## [STATED PROBLEM]
Copy the records in the stretch from the line containing "Where can the man's shoulder" through the line containing "Target: man in dark suit", with the requests included, and increase every point coordinate in the answers by 147.

##### RECORDS TO PROCESS #####

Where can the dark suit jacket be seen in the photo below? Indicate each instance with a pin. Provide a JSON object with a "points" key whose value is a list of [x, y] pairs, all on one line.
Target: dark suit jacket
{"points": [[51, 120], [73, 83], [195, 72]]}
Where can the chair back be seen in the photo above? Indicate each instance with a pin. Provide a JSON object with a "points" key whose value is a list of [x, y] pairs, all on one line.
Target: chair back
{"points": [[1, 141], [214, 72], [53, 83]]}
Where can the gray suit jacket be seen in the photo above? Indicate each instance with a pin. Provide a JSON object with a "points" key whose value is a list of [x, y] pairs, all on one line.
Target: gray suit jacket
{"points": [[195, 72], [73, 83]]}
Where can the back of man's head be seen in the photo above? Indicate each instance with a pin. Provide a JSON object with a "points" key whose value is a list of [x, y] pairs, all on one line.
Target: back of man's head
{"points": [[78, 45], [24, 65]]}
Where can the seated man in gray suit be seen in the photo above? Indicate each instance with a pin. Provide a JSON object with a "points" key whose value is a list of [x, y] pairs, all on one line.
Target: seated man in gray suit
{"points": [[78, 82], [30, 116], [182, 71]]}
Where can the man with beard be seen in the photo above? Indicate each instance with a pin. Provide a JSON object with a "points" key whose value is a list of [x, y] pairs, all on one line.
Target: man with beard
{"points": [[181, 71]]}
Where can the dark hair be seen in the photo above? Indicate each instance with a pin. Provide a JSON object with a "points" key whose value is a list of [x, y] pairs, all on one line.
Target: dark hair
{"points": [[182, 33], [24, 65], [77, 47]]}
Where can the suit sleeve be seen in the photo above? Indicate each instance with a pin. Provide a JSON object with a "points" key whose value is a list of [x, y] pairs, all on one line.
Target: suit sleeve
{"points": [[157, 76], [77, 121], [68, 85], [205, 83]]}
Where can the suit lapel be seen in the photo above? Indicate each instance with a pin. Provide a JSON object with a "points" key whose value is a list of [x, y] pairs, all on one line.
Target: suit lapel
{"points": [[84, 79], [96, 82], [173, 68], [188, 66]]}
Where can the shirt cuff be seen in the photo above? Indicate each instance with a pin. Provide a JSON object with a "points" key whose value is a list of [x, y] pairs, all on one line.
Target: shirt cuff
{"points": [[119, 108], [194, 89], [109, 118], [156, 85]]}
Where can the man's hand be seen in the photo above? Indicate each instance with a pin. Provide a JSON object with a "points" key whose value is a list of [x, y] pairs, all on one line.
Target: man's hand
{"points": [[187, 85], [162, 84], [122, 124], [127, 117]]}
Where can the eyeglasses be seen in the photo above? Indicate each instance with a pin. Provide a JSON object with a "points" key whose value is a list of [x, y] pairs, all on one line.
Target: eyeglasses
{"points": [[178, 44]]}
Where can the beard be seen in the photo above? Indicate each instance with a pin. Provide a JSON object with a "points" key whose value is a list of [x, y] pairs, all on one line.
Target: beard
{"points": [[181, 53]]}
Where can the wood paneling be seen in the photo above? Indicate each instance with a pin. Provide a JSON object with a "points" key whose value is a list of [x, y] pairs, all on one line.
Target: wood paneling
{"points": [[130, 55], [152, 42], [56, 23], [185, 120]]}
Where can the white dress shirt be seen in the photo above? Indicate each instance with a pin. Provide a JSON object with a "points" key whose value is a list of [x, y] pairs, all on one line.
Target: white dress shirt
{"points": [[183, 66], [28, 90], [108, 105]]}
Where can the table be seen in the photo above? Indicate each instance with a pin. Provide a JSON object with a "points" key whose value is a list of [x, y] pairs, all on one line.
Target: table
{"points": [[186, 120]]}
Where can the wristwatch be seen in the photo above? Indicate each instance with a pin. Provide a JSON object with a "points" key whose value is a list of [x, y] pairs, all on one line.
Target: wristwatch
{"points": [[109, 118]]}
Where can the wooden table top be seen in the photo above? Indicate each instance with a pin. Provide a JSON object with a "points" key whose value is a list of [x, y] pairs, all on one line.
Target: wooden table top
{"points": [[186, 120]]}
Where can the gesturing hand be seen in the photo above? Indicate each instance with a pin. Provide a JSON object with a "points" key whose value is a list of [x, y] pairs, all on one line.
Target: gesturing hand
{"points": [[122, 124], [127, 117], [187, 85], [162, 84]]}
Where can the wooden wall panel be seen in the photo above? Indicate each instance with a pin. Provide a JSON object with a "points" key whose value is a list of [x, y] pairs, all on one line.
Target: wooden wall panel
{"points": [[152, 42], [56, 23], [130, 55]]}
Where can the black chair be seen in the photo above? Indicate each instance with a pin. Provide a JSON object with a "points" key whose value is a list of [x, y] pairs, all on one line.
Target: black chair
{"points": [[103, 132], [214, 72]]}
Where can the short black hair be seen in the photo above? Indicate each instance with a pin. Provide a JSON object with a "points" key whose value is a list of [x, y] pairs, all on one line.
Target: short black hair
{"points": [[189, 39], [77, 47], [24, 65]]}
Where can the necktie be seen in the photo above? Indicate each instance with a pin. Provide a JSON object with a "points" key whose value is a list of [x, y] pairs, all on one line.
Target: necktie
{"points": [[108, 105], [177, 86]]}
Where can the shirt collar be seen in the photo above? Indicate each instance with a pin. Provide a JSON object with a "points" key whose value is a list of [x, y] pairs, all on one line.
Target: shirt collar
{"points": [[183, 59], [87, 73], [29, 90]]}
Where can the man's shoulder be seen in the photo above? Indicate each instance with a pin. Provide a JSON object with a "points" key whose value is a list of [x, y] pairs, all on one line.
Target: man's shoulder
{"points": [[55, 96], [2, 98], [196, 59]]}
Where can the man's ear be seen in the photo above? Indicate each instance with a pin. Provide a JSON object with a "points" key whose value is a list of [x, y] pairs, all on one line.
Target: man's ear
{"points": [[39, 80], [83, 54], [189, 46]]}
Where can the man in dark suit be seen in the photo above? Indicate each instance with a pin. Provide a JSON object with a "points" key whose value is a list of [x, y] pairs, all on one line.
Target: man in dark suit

#####
##### RECORDS TO PROCESS #####

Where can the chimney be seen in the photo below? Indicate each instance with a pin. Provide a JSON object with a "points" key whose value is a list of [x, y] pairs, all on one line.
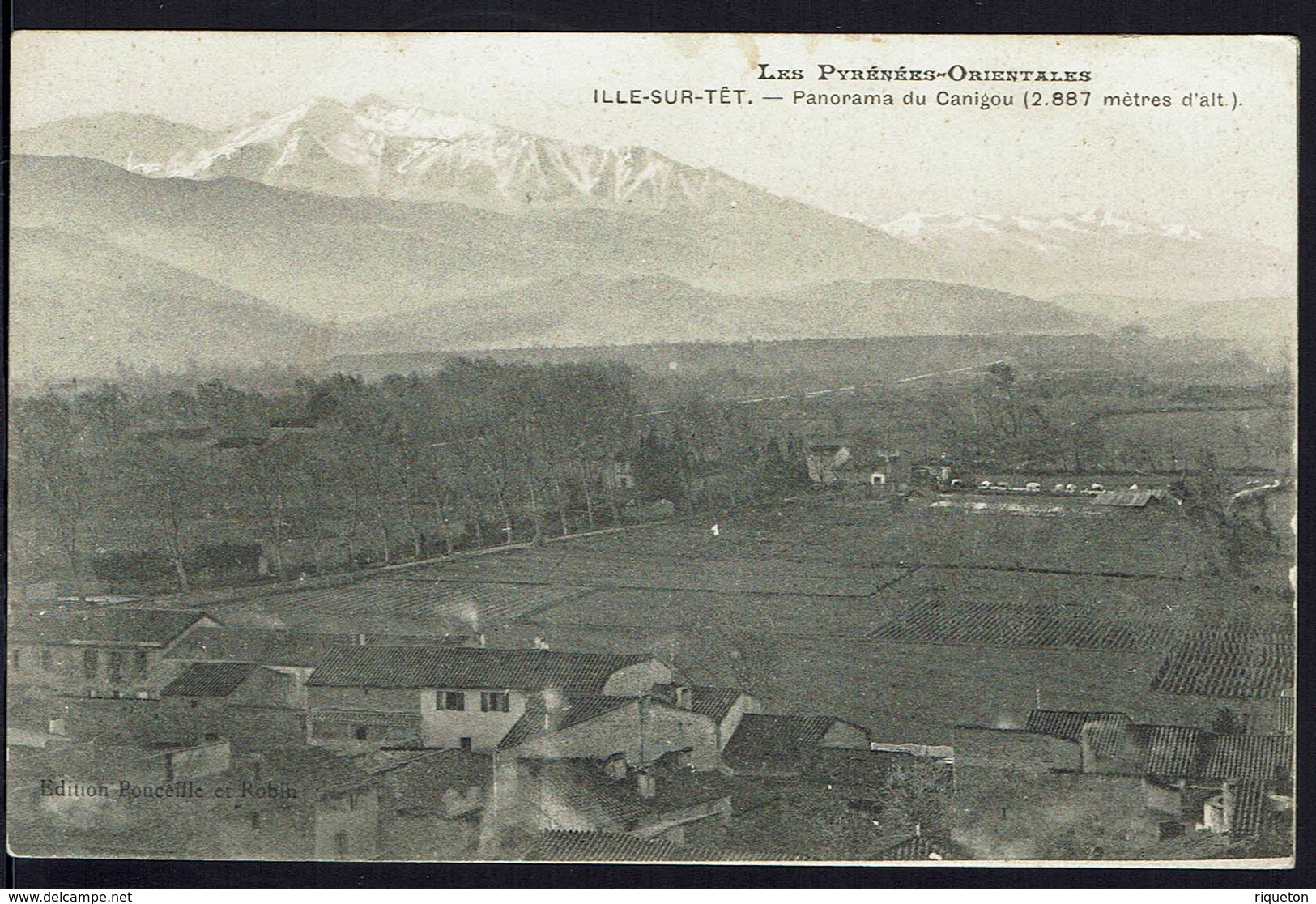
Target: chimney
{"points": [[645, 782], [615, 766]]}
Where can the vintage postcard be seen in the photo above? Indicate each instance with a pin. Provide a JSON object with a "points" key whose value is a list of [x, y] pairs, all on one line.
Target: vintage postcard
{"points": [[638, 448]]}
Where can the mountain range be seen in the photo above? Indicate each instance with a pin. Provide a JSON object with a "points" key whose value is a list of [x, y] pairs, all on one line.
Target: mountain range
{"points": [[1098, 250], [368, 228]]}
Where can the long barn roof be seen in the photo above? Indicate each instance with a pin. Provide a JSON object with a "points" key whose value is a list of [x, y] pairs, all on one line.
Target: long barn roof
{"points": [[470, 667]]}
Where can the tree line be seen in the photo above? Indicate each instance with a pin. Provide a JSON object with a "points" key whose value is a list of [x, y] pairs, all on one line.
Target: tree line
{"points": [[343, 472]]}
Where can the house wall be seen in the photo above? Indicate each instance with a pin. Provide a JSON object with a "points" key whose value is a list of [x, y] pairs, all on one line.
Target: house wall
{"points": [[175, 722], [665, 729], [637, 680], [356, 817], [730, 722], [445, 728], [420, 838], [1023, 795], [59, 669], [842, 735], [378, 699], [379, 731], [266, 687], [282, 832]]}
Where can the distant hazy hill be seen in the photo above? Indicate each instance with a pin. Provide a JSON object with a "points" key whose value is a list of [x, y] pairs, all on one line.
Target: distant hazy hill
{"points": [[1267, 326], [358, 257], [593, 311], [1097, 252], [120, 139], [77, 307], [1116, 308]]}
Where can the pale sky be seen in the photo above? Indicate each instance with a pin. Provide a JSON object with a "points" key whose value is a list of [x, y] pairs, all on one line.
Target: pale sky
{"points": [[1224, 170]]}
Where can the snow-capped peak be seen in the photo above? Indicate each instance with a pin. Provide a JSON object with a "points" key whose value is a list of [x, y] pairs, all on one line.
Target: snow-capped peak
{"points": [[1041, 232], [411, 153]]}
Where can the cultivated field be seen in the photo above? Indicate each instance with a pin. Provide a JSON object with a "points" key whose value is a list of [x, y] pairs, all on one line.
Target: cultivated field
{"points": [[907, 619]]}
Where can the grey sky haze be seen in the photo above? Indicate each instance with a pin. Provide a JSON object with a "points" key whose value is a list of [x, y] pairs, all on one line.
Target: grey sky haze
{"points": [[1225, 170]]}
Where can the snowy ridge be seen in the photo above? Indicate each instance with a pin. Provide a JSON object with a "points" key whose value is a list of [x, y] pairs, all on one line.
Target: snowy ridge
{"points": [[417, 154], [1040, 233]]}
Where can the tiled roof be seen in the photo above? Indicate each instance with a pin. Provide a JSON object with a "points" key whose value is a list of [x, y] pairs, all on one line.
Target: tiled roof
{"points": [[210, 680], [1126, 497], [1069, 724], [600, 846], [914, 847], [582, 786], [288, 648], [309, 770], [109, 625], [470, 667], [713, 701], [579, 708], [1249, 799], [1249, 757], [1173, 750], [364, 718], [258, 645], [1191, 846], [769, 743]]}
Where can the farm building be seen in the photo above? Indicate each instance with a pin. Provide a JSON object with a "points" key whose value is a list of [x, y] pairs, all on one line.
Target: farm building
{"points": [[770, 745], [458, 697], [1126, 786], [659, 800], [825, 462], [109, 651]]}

#####

## [FINISHED ANSWER]
Where can the man's shoulder be seen in the photo above? Indicate each instance with a pin. Provide a JSON object with a "points" key whose value is a list of [x, y] pairs, all on one line.
Target: man's shoulder
{"points": [[202, 243], [149, 245], [343, 206]]}
Where can the man's ear be seen in the photo above? Indicate each instance with a pin. Provide a JSON object with a "points" key whose value is a list of [x, y] pairs, all on one line.
Target: man's ear
{"points": [[186, 227], [230, 201], [336, 193]]}
Where can the man in dark suit be seen in the photo above? Indicate each instance with a pin. Provide a JSON object with a "points" key whose value is a list of [x, y] pairs, all on one line.
Target: man in dark suit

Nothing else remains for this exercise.